- [Coordinate annotation entries]:

+++

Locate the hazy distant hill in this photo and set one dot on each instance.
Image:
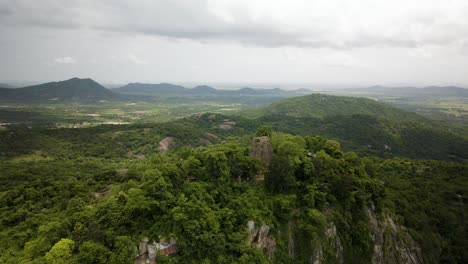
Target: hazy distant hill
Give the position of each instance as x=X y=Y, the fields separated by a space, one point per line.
x=364 y=125
x=4 y=85
x=320 y=105
x=166 y=88
x=70 y=90
x=413 y=91
x=146 y=88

+++

- [Your task]: Quote every line of the records above exactly; no picture is to be copied.

- [Response below]:
Locate the hazy distant hill in this photo and set one dot on each instance.
Image:
Target: hazy distant hill
Give the position of each instance as x=X y=Y, the fields separated by a space, one point per line.
x=364 y=125
x=4 y=85
x=320 y=105
x=166 y=88
x=70 y=90
x=413 y=91
x=146 y=88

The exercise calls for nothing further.